REQUIRED ACTION A: Reproduce word for word the passage of the wheel bearing thread starting at "How to tell" and ending at "wouldn't open enough.".
REQUIRED ACTION B: Write the next part of the wheel bearing thread, picking up right after its final sentence.

EXCERPT TO READ:

How to tell which wheel bearing?

Not as small as you might hope, and that limited how many directions I could choose for clipping them onto those bolt heads and not interfering with the wheels. They really look a lot like the standard-issue stamped spring clamps on cheapo 12V battery chargers, right down to the red ribbed plastic handles. I've got no doubt that's exactly what they are, and JS Products just buys them from Acme Cheapo Battery Clamp Company and jams audio pickups (very thin, probably piezo) under the springs.

I was sort of wishing they had used the next smaller size of cheapo clamp, but then I'm sure you'd run into something chunkier you wanted to listen to and the jaws wouldn't open enough.

-Chap

 

Ok, I'll see if I can get to that in the next couple days.

Once this bearing's replaced, I wonder if I'll need to add a Vehicle Proximity Warning tone....

-Chap

 

Ok, here's what a pickup and transmitter look like.
Here's a new bearing fresh out of the box. Everything's nice and quiet now, so the left front was definitely the one. That means the temperature test really wasn't effective for tracking down this problem: the hub on the bad side actually showed up a couple K cooler than the one on the other side. I was aiming an IR thermometer at the hubs through the wheel center holes. Maybe it would have been better to crank the steering and try to get behind the wheel and aim at the knuckle near the speed sensor, I don't know. There always seems to be a little drag with disc brakes, and that might just heat the rotors enough to mask any bearing effect unless it's really bad.

By comparison, the multichannel sound pickup was dramatically effective in identifying the bad bearing.

DATASET EXTRACT:
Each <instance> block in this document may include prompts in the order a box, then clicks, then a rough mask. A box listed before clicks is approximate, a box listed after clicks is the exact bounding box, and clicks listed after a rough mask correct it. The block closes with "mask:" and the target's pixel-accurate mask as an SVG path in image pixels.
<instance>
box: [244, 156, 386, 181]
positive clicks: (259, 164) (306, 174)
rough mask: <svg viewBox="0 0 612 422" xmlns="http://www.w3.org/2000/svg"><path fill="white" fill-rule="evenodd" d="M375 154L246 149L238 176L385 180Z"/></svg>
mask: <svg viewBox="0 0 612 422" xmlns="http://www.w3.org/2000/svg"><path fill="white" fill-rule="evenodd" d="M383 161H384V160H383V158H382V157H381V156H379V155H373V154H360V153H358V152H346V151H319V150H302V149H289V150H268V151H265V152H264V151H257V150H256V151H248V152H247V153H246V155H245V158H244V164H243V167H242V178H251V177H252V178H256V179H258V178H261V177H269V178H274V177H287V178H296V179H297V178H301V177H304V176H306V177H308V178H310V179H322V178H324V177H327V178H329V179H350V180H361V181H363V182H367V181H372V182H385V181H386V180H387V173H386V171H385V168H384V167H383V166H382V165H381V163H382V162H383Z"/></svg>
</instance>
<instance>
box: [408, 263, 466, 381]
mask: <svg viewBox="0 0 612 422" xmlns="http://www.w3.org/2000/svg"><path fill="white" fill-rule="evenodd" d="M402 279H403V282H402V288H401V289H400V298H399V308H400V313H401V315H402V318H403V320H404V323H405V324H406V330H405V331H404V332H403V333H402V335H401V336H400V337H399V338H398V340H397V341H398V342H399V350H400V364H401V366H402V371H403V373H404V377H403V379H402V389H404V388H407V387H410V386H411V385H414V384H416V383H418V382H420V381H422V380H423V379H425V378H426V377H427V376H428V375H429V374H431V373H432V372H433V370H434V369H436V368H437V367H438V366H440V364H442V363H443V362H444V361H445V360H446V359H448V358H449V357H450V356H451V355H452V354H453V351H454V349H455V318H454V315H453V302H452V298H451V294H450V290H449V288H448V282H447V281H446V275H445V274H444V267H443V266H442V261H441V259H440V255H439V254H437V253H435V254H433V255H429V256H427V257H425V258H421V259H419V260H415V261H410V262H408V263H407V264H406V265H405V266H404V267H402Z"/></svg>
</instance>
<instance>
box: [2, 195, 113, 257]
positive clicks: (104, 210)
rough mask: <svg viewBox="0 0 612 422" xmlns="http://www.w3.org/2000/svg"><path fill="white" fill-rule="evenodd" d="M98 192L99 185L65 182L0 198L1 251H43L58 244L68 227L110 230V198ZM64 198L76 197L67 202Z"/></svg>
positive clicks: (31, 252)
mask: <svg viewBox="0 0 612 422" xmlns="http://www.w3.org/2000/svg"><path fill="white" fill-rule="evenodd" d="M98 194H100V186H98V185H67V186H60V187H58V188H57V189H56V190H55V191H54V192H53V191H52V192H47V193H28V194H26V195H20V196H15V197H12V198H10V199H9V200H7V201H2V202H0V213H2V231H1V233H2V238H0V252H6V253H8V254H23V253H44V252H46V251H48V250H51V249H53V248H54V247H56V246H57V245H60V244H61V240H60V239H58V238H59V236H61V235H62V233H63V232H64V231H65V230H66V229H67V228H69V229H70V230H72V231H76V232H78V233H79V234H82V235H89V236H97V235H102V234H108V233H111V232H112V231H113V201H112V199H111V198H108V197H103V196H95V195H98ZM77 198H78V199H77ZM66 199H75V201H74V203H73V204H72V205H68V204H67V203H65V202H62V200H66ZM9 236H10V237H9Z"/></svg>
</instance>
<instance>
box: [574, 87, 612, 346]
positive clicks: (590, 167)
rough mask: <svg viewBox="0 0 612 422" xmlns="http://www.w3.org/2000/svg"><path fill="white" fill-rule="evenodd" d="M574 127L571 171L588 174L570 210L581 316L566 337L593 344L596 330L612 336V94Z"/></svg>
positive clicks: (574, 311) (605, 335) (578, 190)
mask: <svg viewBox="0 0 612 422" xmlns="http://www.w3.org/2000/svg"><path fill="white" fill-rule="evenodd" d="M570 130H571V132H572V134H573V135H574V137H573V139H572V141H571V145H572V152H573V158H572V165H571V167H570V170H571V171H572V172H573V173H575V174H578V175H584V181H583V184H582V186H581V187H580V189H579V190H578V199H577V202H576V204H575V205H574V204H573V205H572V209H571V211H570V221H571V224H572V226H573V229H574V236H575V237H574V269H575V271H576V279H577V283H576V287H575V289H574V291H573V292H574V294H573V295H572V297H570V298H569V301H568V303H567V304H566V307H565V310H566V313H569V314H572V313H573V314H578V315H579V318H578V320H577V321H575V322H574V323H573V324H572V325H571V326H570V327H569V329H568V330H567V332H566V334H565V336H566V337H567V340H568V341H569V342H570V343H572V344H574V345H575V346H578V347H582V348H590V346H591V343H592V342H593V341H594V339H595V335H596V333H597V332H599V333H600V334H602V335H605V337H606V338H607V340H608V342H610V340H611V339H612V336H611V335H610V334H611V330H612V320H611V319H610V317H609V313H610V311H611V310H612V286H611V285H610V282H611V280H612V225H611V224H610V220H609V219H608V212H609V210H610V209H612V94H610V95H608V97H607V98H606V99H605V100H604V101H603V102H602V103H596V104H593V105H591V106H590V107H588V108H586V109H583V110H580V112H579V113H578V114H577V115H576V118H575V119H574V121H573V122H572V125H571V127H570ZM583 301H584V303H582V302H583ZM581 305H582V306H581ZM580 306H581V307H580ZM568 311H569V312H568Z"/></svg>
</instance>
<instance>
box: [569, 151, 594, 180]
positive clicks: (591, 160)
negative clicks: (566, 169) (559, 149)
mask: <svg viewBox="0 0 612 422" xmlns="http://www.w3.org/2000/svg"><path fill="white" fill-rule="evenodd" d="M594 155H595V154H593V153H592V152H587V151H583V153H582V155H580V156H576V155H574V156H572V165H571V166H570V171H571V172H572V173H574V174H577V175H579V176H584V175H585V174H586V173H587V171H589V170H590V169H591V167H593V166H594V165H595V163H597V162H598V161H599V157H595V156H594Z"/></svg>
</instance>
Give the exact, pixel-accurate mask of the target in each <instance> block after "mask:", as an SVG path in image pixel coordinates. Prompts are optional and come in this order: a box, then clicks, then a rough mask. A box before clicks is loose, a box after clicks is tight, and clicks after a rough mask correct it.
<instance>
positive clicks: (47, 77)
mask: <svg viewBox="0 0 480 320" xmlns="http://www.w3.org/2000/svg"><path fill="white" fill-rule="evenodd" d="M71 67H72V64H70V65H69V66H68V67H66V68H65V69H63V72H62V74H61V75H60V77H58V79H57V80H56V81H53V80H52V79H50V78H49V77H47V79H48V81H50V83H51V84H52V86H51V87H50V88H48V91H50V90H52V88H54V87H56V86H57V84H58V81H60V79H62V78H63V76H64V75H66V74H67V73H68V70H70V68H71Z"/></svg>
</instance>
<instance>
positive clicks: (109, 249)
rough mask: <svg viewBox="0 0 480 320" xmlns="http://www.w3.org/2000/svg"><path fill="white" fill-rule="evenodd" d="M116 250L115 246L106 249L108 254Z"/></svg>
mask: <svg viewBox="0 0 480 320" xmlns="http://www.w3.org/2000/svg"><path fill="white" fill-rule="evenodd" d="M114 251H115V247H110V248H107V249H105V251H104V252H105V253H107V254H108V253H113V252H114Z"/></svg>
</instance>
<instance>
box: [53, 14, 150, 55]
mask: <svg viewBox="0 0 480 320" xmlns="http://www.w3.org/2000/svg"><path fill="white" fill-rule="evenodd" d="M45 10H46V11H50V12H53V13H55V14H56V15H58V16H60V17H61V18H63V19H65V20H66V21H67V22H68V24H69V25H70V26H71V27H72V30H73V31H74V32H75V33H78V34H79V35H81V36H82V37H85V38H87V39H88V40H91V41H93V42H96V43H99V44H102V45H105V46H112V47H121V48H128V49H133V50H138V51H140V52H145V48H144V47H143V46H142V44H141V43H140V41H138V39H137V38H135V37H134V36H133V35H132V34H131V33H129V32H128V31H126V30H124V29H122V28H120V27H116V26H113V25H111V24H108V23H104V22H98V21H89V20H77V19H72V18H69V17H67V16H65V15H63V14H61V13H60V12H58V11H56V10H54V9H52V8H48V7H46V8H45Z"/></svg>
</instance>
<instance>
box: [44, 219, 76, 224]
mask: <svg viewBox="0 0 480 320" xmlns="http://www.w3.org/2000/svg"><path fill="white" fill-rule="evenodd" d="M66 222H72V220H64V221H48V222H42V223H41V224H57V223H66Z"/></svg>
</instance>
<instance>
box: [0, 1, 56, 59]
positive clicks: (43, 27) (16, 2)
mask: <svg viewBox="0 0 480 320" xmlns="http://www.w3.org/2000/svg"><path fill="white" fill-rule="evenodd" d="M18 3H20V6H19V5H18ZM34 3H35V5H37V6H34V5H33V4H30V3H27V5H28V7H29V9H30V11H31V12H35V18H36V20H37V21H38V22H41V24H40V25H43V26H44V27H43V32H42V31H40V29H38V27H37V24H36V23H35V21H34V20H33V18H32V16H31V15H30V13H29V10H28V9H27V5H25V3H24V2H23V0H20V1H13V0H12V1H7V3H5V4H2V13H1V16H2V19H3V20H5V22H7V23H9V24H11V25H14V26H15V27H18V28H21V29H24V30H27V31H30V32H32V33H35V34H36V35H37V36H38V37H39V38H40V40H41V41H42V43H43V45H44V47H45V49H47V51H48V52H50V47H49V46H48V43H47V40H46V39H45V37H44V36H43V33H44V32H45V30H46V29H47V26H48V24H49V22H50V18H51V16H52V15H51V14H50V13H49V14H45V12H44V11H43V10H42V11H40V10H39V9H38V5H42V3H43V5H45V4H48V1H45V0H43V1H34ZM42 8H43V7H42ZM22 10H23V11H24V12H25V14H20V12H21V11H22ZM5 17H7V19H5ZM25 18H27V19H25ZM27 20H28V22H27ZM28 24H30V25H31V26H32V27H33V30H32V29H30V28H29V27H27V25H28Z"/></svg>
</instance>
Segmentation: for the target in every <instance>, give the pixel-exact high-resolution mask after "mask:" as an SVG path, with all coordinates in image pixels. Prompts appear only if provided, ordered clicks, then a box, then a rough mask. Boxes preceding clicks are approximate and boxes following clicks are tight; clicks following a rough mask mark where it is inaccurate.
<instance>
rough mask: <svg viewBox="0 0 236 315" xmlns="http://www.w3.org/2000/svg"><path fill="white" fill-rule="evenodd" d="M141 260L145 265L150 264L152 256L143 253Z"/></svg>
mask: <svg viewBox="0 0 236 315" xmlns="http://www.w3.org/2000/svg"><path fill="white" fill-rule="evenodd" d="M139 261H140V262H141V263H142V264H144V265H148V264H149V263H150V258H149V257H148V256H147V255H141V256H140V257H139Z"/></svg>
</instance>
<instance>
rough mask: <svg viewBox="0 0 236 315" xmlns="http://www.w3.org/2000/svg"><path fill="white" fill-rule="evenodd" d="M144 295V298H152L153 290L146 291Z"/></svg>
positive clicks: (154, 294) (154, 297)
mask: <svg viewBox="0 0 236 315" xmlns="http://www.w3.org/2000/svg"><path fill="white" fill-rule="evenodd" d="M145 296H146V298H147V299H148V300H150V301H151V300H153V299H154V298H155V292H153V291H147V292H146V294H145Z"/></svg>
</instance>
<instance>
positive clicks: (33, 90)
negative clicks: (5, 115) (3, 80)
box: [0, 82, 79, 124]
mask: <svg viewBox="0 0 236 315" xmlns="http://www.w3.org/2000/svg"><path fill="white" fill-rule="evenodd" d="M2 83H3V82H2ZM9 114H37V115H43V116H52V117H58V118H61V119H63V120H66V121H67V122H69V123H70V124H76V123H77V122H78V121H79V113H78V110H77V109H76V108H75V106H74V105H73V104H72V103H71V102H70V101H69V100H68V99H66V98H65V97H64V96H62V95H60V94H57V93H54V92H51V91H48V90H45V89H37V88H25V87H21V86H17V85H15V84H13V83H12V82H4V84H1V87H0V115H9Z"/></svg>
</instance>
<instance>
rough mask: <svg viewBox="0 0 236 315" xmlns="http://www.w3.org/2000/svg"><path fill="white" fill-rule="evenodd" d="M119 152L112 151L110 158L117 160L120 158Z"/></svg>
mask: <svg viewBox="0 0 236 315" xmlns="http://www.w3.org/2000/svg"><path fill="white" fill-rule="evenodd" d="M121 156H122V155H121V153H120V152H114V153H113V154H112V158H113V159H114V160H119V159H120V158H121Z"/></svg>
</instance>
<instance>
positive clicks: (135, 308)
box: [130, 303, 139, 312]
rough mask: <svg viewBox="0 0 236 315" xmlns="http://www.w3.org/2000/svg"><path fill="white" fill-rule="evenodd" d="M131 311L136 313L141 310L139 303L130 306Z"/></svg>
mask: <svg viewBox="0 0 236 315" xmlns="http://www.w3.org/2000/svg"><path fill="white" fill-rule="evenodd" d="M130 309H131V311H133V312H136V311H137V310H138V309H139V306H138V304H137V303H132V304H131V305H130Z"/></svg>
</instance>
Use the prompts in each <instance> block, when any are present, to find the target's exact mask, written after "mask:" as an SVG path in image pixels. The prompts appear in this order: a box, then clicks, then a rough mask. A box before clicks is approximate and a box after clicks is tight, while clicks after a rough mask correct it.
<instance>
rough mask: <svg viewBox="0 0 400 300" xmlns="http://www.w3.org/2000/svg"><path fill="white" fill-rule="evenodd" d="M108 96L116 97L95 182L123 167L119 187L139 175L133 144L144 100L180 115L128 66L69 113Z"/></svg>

ANSWER A:
How to tell which wheel bearing?

Not as small as you might hope, and that limited how many directions I could choose for clipping them onto those bolt heads and not interfering with the wheels. They really look a lot like the standard-issue stamped spring clamps on cheapo 12V battery chargers, right down to the red ribbed plastic handles. I've got no doubt that's exactly what they are, and JS Products just buys them from Acme Cheapo Battery Clamp Company and jams audio pickups (very thin, probably piezo) under the springs.

I was sort of wishing they had used the next smaller size of cheapo clamp, but then I'm sure you'd run into something chunkier you wanted to listen to and the jaws wouldn't open enough.

ANSWER B:
By the way, what do the rest of y'all do to stake a new hub nut to the shaft? Any better idea than a hammer and drift? It seems odd when the bearing makers all write so much about handling the bearing carefully, not subjecting it to any avoidable pressure or shock so as not to brinell the races, so you press it ever-so-carefully into the knuckle (only by the outer race!), and likewise the hub into the new bearing (only by the inner race!), and gingerly set the whole thing back on the car ... then crank down the hub nut and bang a hammer on it. Seems like there ought to be a better way....

I was curious about the inner details of the bearing, wondering whether the sound I heard in the cabin (at a frequency around 12.8× the wheel revs per second) might be a reliable characteristic. Conveniently, when the machinist pressed the hub out, one side of the split inner ring stayed with the hub, leaving the bearing open to view:

He didn't save me all the balls that got away when it came apart, but it's easy to count the empty spaces in (what's left of) the plastic cage, and see this is definitely a 15-ball proposition. (Per side - this is an assembly of two matched bearings back to back, in a one-piece outer race.)

My quickie measurements are 5.55 mm for the ball radius, 34.65 mm radius of the outer race, giving 23.55 mm for the radius of the inner race (which I didn't get back from the shop to measure directly).

In this application the outer race is fixed, the inner race goes around at wheel speed, and the ball cage goes around in the same direction as the inner race, but more slowly. In an earlier post I was half-convinced that the cage speed would be ½(wheel speed)(inner race radius)/(inner race radius + ball radius). Now I'm more than half convinced. Think of spinning the inner race clockwise by some amount, for convenience let's say one radian:

The ball cage rotates less far, so there's a difference (shown in red), the distance the inner race got ahead of the cage (by rolling under the balls). The green distance is how far the cage advanced along the (nonmoving) outer race, again by the balls rolling. In a good world the balls don't slide on either race, so the red and green distances are equal.

We spun the inner race by one radian, so the cage went along through some angle θ < 1. The green distance is just θ(outer race radius) and the red distance is (inner race radius)(1 - θ). For outer race radius substitute (inner race radius + 2 × ball radius), set the distances equal, and find θ = ½(inner race radius)/(inner race radius + ball radius).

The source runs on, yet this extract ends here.